begin
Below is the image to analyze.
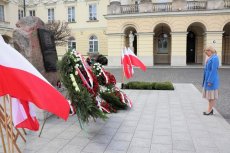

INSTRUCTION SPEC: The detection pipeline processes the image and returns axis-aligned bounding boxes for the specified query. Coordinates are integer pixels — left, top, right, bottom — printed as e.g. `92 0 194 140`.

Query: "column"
107 33 125 66
203 31 224 66
137 32 154 66
171 32 187 66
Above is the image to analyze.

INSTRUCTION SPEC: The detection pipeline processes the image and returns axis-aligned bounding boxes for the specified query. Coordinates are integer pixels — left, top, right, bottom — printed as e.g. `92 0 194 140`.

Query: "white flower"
73 81 77 87
75 86 80 91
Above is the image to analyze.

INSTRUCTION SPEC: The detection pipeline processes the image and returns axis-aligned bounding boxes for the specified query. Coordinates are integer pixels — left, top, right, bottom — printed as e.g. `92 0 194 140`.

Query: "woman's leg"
208 99 216 112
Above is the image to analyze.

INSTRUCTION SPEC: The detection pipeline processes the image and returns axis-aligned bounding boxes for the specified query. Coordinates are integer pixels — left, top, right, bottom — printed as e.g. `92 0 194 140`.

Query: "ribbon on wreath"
96 95 110 113
76 53 93 89
115 87 132 108
101 67 109 84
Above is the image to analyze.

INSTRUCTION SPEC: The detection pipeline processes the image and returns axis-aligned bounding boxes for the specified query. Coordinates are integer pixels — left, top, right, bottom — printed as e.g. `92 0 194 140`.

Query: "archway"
222 22 230 64
124 26 137 55
153 23 171 65
2 35 12 44
186 22 206 64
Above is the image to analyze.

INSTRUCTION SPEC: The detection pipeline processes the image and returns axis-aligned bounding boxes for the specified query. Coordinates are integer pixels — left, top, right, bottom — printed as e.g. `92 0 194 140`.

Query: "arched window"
89 35 98 53
158 33 168 54
68 36 76 51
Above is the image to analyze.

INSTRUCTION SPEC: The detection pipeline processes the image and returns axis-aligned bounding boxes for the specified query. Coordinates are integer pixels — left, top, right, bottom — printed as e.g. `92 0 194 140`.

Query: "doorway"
186 31 196 64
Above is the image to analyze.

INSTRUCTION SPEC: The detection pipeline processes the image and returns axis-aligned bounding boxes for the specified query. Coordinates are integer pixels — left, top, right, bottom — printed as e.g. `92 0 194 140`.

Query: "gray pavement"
107 65 230 123
0 83 230 153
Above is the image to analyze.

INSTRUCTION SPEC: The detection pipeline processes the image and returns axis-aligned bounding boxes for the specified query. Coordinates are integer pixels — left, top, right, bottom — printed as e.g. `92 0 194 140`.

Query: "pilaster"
171 32 187 66
107 33 125 66
137 32 154 66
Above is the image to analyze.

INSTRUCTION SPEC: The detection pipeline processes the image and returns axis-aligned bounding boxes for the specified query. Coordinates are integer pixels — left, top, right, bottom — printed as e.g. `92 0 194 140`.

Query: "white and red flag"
122 47 146 79
0 35 70 130
121 48 133 79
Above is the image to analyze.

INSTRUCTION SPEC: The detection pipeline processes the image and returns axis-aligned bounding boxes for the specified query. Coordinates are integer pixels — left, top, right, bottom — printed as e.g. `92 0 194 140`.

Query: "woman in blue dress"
202 46 219 115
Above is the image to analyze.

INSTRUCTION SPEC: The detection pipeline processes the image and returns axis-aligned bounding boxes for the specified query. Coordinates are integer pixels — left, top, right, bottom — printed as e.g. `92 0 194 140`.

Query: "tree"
45 20 71 46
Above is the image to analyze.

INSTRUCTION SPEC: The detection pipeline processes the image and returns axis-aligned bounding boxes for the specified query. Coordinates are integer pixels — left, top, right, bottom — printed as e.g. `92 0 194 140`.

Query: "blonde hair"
204 46 217 54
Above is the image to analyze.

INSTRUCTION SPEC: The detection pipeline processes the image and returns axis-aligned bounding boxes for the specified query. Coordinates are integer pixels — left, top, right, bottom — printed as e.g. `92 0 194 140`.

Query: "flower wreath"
92 63 132 109
58 52 107 123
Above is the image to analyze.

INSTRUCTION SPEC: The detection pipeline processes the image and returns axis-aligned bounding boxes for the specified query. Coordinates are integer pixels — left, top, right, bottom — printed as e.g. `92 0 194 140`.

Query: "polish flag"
126 48 146 71
121 48 133 79
11 98 39 131
0 35 70 130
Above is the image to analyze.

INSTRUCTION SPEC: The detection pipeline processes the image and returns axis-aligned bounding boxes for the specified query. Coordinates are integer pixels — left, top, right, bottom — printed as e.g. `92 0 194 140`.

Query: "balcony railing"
153 3 172 12
121 5 139 14
224 0 230 8
0 21 10 28
108 0 230 14
187 1 207 10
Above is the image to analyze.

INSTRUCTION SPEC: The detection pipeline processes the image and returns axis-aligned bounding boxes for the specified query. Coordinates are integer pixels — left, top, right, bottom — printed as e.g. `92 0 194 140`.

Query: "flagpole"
3 96 11 153
7 95 14 153
0 97 6 153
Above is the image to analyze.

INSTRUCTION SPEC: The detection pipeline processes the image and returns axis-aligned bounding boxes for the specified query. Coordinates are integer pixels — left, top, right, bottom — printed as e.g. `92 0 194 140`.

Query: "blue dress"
202 54 219 99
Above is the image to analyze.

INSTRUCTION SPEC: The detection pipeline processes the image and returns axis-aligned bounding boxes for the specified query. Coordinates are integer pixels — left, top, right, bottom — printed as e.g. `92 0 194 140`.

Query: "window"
89 36 98 53
48 8 54 22
68 7 75 22
18 10 24 20
68 37 76 51
89 4 97 20
0 5 5 21
158 33 168 54
29 10 35 16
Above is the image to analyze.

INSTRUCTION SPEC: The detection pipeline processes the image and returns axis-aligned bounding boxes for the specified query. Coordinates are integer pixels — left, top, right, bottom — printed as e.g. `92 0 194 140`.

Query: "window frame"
47 8 55 23
29 10 36 16
67 6 76 23
18 9 24 20
0 5 5 21
89 35 99 53
89 3 97 21
157 33 169 54
67 40 77 51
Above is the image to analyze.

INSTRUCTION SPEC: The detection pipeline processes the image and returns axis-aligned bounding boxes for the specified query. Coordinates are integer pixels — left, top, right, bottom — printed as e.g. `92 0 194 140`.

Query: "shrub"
122 81 174 90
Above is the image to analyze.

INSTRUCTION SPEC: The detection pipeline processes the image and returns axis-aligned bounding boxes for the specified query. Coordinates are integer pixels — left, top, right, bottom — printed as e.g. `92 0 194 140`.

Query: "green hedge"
122 81 174 90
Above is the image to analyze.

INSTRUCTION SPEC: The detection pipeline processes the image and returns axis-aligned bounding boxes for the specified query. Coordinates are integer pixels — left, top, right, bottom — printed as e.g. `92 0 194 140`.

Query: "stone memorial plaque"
38 29 58 72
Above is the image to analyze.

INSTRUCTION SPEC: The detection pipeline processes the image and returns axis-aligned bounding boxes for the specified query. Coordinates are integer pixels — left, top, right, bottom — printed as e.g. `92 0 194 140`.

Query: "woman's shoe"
203 109 213 115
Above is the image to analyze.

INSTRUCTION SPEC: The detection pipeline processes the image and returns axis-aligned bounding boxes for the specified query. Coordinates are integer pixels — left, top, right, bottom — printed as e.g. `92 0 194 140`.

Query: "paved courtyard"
107 65 230 123
0 83 230 153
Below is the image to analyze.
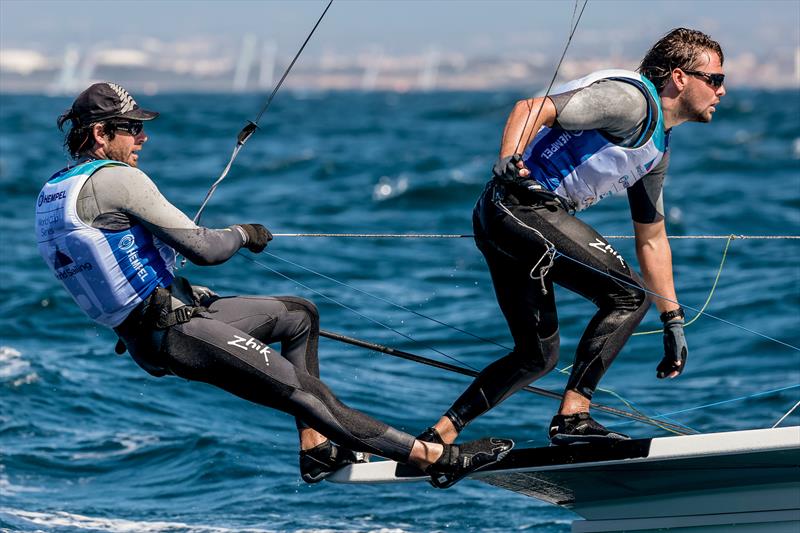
end
What to work on
Rewrite all of the material above with "detection pipeline" replaced by "annotation tool" and everything else left as it is. Leave the pictures out of your answer.

Worked solution
Below is the image to analyze.

INSTRUCTION SPEC: The annotation tool processes the image and returns axis-aligned bounding boxes for the specified query. Coordinates are integer pixels — left, top, right, bottom — printed as e.g. `92 0 194 140`.

Query: "column"
107 33 125 66
203 31 224 66
137 32 154 66
171 32 187 66
Above is the image to analyze.

INSTRUCTION SPEC: The annotation tool processes the image and returns axis-aligned bounding boxes for the specified query. Coordinates are integer pixels — left, top, right, bottom — printed as e.g. `92 0 194 140`.

Query: "white flower"
73 81 77 87
75 86 80 91
Above is the image to analyze.

INSTRUCTION SPEC: The annotation tool processes the image and returns axis-aligned bounding boxes for the specified query. Coordinates are integer pixels — left, top, right, bottom — printed as e.g. `92 0 194 140`.

Query: "woman's leg"
208 99 216 112
Above is the image to analyze.

INSTRUCTION SPEC: The annotation tool processes the image and returns axis-aligned bounding boxes for the specified query. Coordinates are integer pixels — left, top, right, bottom — printed as e.g. `92 0 194 140`.

Query: "ribbon on wreath"
96 95 110 113
76 53 93 89
115 87 132 108
101 67 109 84
Above is the image to analyze.

INSTRUCTION SPEC: The annotation tool processes the image and returns axis-aligned bounding boxes for the specified query. Coordinates are integer pixels — left, top, right, bottom — printed as e.g. `92 0 194 140`.

Query: "archway"
222 22 230 64
124 26 137 55
153 23 171 65
2 35 12 44
186 22 206 64
Above is the image to analyze.

INSTRUCTION SPEC: The annotation tool processes the image and returns axis-aligned bounding boxes for the specified query. Coordinates are integer pixels — left, top, right, bottom — printed as e.g. `92 0 194 140`.

Query: "arched window"
89 35 98 53
158 33 168 54
68 36 76 51
Above is the image to analyze.

INSTRUCTION SPEC: The annotation tool processes the image and returns axis-aligned bounding boxes for the specified query. Coordinates are integer pixels — left, top, right, bottom — printed as e.g. `92 0 194 140`.

Query: "doorway"
186 31 196 64
Above is the image to analyze.

INSTRUCTION SPEC: The annotation tool processes the image and returns axis-aligned bounding boxes for the specified query. Coordinates are integer pixels — left, top, right, bottom — printed as e.g. `92 0 194 140`.

Query: "gray pavement"
107 65 230 123
0 83 230 153
Above is the image to analyze.

INSTRUCTION SPEC: The annotation tool processes the image and returns axis-aligned bounding boxes for the specified query. Coordinates are integer pixels — left, top, right, bottom — printed as e.g. `92 0 194 140`.

Query: "pilaster"
171 32 187 66
107 33 125 66
137 32 154 66
Above is the image to analyze.

INSTRUCTION SPEC: The annotation tool processes the image and returns axis-aligned bounding boxes for the specified query. Coordinates are integer pixels — left, top, right, bottom — printed as e.g. `92 0 194 140`.

Query: "white and red flag"
122 47 146 79
0 35 70 130
121 48 133 79
Above is the image to analyze.

INSTRUCTION SPEC: The annotation tool processes the image and returns axis-aligned bounding boxes for the specified query. Coordinates are integer pixels — left, top, right, bottom — printed as e.g. `92 0 194 140`.

Query: "woman in blue dress"
202 46 219 115
Above is the image to analyze.

INSTRUCTION SPEC: The annotation tool processes the image and returns axis-aligned bounding boxes for the specified query. Coordinates are integer pixels — left, top, right, bottom — printed as e.g. `92 0 194 140`.

Query: "tree"
45 20 71 46
Above is the image to analyze.

INSTRUCTION SPEC: The annotation tool processes the image and returns axis-aligned bounding boxes for the specified query. Coordinates are integer pixels — left, top, right, bottom — printed as e.g. `92 0 194 140`.

Query: "blonde hair"
204 46 217 54
Above is the image to analyze.

INSTRUCTION SPEC: The annotation tool processes the image and returns axis-aligned bounding boxes for the specified query. Coordinates are integer pixels — left, top, right, bottom — printed as e.g. `92 0 194 140`.

Query: "flower wreath"
92 63 132 109
58 52 107 123
Above is the image to analyze.

INSTRUCTION SPEC: The annotation tool processes the image and returns axis-aligned bounding boxes for the specified query. Coordinates are integer pixels — left, top, right, bottom — printed as e.g. `92 0 194 140`.

Query: "polish flag"
126 48 146 71
121 48 133 79
11 98 39 131
0 35 70 130
Above is the image to analyze.

INSTRUCTION SPEC: The annotation tool processes the image and returns axis-aligned bounding boxes for the specified query. Coordinates are integer pixels — left, top, right, bottom — printed as e.g. `92 0 194 140`.

Query: "balcony railing"
153 3 172 12
121 5 139 14
224 0 230 8
0 21 10 28
108 0 230 14
187 1 207 10
Above is the image to analyze.

INSTRUCTION SPEC: The annotation tool processes the image and returns axis-aligned bounding boxes for the specified query. Coordinates are integer pixels — left, top, right, bottom — printed as e.g. `92 0 194 140`.

Query: "flagpole"
3 96 11 153
7 95 14 153
0 97 6 153
Above is the image to analyze.

INSTRUCTION SPEC: The annotation tool processes the image and returns axis-aligned bounding boxes for the specified query. Coordinates are integer pixels — left, top, right, bottom — printed as e.g. `92 0 194 140`.

Query: "blue dress"
202 54 219 99
Above is the image to analyze.

INSTRUCTION SPEC: The annotation tool processes the image and returns axis-aligned bounding boxes for the specified query. Coordinates are integer pixels — left, top, right, bottom — printed as e.g. `92 0 194 140`.

Query: "window"
89 36 98 53
48 8 54 22
68 7 75 22
18 10 24 20
68 37 76 51
89 4 97 20
0 5 5 21
158 33 168 54
29 10 35 16
Above is the image to analyze.

INSTRUCTION SPEC: The annotation tool processes the image and returns axis-aligned bounding boxes for the specified query. Coordinates are integer pixels — left, top, right, bottom — printed as e.g. `92 0 194 140`.

Query: "window frame"
47 8 55 23
29 10 36 16
67 6 76 23
18 9 24 20
0 5 5 21
89 35 99 53
89 3 97 21
157 33 169 54
67 40 77 51
Above is the image to analyze.

INSTRUCTION SPEC: The annotation tool processes the image and returns axis-aligned bounding boxes for the specified query. Coordinates are integer pixels — left, top, right, bottom — printed as e.g. `92 0 194 140`.

Query: "shrub"
122 81 174 90
Above is the image to analyze.

INSTRUCTION SPEC: The annotation tool processes the image and returns axis-aligned bounding boxes for the specified query. Coordinates are integer pixels — left, top, right, bottom — printed as e.g. `92 0 194 140`.

Query: "green hedge"
122 81 174 90
Above is the image to analyze.

INSTRUCTION SPEC: The annotation tool processes the image and returns axis-aligned bounding boxes for the specified query. Coordinates are integer pixels — left, top, right, bottom — printed as e.g. `92 0 194 140`.

Query: "stone memorial plaque"
38 29 58 72
Above is the image to analyze.

INSTRUCTION SPEC: The annotation tool processes the image and returns axis-aligned bounding boxes for the specified query. Coordinates are integer pixels — left, top, right, bottom — printed as e.g. `92 0 194 140`.

Query: "woman's shoe"
203 109 213 115
Above is the image to analyze.

INSTRUCTION SPEC: The annotation tool processes the image and returns axis-aligned bounding boxes for the specified query. Coordinates are integer pixels — left, top, right, bottom — printed as e.g. `92 0 194 140`.

Query: "paved courtyard"
107 65 230 123
0 83 230 153
Below is the image to analyze.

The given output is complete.